Carry on the critique of the game Limbo below, picking up right after its last sentence.

TEXT PASSAGE:
>>>>>

Unfortunately Limbo fails pretty much every level: aesthetic, thematic, game structural, and so on. These failures are all inter-related, but I’m going to talk about them separately for a while and then tie it together at the end.
Limbo’s first levels — about the first half of the game in terms of content, and probably more like the first third in terms of playtime — are gorgeous. The world is rendered entirely in black, white, and gray. There is a real sense of the protagonist’s loneliness and isolation, the images are beautiful, and the game’s first antagonist, a giant spider, is both naturalistic and terrifying. The structures and environments give a wonderful sense of place and being to the game’s world.
There are certainly mis-steps in this sequence: the spider’s eventual demise is weirdly comic and tone-breaking, the cocoon sequence is incredibly boring even if it is pretty, and the lush geography often has the effect of confusing actual interface elements with background. Ultimately, I was willing to attribute most of these to a designer’s desire to put beauty before gameplay, which is not necessarily the right decision for a video game, but at least it is a decision.
However, the second, much longer part of the game is completely bereft of aesthetic value or a sense of place. Midway through the game, the protagonist collapses into a factory, where he will spend the rest of the game in a boring video-game rehash of gears, switches, and sliding blocks. One could make an argument that this is a aesthetic decision: that the game brings the protagonist from a primeval forest into a technological hellscape. But this is not actually the case: the second half of the game is simply an aesthetic mess. Infrequently throughout this place, one might encounter a naturalistic element such as a tree, hill, or clump of grass as if the designers were thinking “oh, right, this game was supposed to have some pretty stuff in it.” These have no structure or reason to them, though, at least not one that was understandable by me.
To establish a theme that we will revisit throughout this essay: the aesthetic design of Limbo strikes me very much as a group of creators who had a lot of interesting ideas, and then no idea what to do with them. Confused, the ended up substituting video game clichés as if that would resolve or dismiss their difficulties in carrying out basic aesthetic decisions. This is a shame, because the initial aesthetics for the game are, in fact, breathtaking.
Limbo’s game structural failures are somewhat more complex. The game is simply not well designed: the protagonist moves in a stilted, loping manner that adds frustration and difficulty without adding challenge or interest. It may be that I’m spoiled by the enormous precision allowed to me by Super Meat Boy, but I’m not averse to games that use control imprecision to add difficulty: VVVVVV is a favorite. It’s just that, in Limbo, the difficulty is primarily in spacing the protagonist to make a jump without having him accidentally fall of a cliff: it’s not that interesting, just arbitrarily punitive.
Likewise, in the early game, game elements are often obscured by the game’s visuals. This is less of a problem later in the game, after the game eschews any visual complexity but, ironically, the visuals in the later sections are much clearer and less easily confused with landscape anyway.

<<<<<

EXTRACTED RECORDS:
>>>>>

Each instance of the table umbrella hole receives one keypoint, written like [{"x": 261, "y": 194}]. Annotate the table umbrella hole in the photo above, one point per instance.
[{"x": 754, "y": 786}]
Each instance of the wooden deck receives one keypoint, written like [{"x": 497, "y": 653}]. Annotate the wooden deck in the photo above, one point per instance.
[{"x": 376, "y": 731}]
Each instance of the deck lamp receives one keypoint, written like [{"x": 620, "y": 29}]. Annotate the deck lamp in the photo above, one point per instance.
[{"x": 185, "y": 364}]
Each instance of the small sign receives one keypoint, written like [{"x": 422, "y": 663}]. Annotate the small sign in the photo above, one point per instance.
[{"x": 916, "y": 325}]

<<<<<

EXERCISE OUTPUT:
Perhaps one of the most characteristic moments of the game is the first “boss fight” with a spider. Before you encounter the spider, you see a beartrap (something you’ve run into before) up in a tree. There is no way to access this. Moving on, you encounter a large spider, which attacks you by trying to spear you with its legs. I immediately thought: “oh, I should go get that bear trap and catch the spider in it.” But, no, the bear trap is still in the tree, no way to get it out.
The game’s solution for this is that, once you’ve dodged the spider an arbitrary number of times, the trap falls out of the tree. But this is not apparent: you must backtrack to find it. So, essentially, the player is punished for solving the puzzle too quickly, and is also punished in such a way that they’re likely to regard the correct solution (use the trap) as clearly incorrect, since there’s no obvious way to do it.
This is a failure of design on par with the “click the right pixel” puzzles in early adventure games. It’s simply asking the player to read the designer’s mind: no more, no less. It’s not only frustrating, but also completely disengaging from the game.
This is not limited to this encounter: examples of this come throughout the game. A particular one that I can think of is a passage where, in the first instance, stepping on the button causes a smashing block to kill you and, in the second, not stepping on the button causes a smashing block to kill you. There’s nothing interesting or exciting here: Limbo lies to you, then calls you a sucker for believing in it. The hope, presumably, is that you will go “oh Limbo, you’re so cool, you’re just smarter than me” but it comes off more as a playground bully than anything worth your time.
Which leads into another point: despite being a platformer game, which theoretically are quite simple, Limbo never really develops a functional vocabulary for its puzzles. We eventually get a sense that “box” is probably a good noun, but the verbs remain completely mysterious: What does this switch do? Oh, it causes boxes to fall up for a few seconds? Ok. Oh, this switch makes the lights go on. This one makes water flow. Each puzzle basically requires developing your vocabulary completely anew. In principle, this is not necessarily a bad plan, but Limbo doesn’t pull it off successfully: the game is not good at teaching you how things work, so you stumble through each puzzle not really quite sure of how you solved it, and then next one you then are working from the ground up. Contrast with, say, VVVVVV which gives you two verbs (move and switch gravity) and then uses them consistently and well throughout the entire game.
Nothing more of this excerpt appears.